*WORK INSTRUCTION:*
The entries are to be given again in full. Every word must match.

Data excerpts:
--- START ---
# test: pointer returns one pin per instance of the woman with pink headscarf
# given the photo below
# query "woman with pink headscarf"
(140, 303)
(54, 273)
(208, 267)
--- END ---
*WRITTEN ANSWER:*
# test: pointer returns one pin per instance of the woman with pink headscarf
# given the photo below
# query "woman with pink headscarf"
(140, 303)
(54, 273)
(208, 267)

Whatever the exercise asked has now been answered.